■ Task directions
Reproduce the listing from the line containing "pixel 38 126." through its final line, swapping "jacket" for "coat" and keeping everything else the same.

■ Given data

────────────────────────────────────────

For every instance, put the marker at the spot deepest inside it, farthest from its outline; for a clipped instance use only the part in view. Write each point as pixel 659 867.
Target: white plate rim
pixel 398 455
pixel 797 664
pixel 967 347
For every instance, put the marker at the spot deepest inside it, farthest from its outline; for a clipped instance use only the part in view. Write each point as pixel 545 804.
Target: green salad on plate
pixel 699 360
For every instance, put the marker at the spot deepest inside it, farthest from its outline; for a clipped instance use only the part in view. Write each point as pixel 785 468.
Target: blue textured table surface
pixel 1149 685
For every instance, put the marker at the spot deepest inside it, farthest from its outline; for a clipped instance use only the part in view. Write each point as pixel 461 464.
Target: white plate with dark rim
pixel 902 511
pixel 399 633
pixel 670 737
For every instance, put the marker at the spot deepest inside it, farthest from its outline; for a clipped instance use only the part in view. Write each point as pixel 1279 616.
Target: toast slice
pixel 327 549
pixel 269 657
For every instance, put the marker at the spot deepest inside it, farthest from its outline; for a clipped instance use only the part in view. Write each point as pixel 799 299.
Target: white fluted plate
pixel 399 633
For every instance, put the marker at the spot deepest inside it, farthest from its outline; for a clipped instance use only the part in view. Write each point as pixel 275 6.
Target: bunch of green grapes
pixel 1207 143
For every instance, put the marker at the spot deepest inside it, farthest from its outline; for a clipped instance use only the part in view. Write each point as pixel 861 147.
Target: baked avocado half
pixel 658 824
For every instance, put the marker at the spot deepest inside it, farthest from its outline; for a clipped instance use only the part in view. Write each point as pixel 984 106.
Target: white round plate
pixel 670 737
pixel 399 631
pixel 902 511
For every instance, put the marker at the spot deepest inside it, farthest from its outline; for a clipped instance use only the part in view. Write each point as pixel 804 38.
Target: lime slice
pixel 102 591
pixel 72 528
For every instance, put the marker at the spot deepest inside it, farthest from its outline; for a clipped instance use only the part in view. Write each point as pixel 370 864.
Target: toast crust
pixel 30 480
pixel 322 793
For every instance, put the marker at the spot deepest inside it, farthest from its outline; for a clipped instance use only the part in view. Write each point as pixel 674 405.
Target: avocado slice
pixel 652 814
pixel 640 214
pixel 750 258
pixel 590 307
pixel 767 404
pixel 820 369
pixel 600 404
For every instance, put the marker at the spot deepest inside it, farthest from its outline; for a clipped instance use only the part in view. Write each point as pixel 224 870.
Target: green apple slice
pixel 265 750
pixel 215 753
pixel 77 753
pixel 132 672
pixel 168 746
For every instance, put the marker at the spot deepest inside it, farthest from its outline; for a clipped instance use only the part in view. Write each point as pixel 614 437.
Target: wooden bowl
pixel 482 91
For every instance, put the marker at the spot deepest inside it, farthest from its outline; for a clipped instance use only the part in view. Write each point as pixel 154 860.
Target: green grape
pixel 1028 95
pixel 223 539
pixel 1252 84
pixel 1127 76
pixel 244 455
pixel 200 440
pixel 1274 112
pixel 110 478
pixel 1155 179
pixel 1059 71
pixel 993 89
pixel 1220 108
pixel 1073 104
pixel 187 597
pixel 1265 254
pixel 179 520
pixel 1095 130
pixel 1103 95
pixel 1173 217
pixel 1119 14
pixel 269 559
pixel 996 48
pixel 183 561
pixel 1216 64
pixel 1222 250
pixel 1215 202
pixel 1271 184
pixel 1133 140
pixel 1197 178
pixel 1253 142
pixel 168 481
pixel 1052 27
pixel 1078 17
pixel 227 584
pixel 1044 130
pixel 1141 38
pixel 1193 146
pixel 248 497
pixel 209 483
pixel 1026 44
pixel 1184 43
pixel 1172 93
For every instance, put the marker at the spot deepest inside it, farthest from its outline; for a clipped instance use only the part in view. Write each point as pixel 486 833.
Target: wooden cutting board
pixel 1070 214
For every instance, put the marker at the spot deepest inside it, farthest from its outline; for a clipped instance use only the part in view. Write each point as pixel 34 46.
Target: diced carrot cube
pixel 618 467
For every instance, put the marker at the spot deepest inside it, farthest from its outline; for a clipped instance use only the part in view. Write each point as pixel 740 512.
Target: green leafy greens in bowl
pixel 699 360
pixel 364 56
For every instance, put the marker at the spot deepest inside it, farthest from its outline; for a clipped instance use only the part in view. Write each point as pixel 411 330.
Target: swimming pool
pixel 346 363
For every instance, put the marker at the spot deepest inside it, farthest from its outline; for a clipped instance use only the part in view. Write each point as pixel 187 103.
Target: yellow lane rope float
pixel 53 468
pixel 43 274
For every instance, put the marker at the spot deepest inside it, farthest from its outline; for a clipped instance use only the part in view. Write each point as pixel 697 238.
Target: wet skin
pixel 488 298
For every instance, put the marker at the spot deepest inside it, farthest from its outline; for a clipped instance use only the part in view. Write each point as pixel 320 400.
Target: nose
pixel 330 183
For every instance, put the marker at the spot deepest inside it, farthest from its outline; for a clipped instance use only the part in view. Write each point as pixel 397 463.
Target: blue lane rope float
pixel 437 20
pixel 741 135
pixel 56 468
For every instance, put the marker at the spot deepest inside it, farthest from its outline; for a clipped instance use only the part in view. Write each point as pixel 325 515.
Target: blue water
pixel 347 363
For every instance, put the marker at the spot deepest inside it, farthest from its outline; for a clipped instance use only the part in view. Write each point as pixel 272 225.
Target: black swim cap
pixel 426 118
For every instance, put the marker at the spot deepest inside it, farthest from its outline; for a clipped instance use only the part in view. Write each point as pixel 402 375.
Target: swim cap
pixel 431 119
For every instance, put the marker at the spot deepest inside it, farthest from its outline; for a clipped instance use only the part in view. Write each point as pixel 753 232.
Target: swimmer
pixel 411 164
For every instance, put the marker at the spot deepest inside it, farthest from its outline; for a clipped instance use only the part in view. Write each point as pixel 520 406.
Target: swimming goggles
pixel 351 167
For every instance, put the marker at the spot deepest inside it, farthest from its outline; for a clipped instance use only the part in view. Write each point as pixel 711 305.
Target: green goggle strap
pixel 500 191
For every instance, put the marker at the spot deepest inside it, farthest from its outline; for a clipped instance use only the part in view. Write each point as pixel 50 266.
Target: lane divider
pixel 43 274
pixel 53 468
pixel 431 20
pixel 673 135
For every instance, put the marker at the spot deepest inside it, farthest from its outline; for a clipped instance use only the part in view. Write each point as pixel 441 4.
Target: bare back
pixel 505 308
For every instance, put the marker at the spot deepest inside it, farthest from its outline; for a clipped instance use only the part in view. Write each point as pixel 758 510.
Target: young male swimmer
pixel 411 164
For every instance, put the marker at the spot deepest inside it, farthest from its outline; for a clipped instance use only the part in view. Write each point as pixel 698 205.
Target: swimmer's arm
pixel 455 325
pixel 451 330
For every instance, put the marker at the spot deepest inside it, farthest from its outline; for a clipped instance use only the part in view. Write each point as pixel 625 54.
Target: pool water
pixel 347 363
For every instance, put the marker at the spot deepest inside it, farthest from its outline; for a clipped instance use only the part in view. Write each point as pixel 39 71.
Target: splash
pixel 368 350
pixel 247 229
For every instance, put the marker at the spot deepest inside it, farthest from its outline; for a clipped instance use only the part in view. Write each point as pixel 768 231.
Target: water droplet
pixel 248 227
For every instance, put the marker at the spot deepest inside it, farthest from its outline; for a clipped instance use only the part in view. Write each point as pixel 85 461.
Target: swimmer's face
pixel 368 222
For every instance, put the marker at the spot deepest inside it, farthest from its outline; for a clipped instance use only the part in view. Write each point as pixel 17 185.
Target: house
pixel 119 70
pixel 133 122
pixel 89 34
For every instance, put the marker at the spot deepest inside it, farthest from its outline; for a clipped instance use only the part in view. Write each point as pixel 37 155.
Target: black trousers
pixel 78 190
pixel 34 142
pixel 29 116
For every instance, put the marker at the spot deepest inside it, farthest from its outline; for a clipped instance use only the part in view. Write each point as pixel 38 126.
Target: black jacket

────────────────────────────────────────

■ Written response
For every instance, put the marker at the spot deepest inside it, farthest from its outline; for a clipped instance use only the part in view. Write each point as pixel 38 126.
Target: black coat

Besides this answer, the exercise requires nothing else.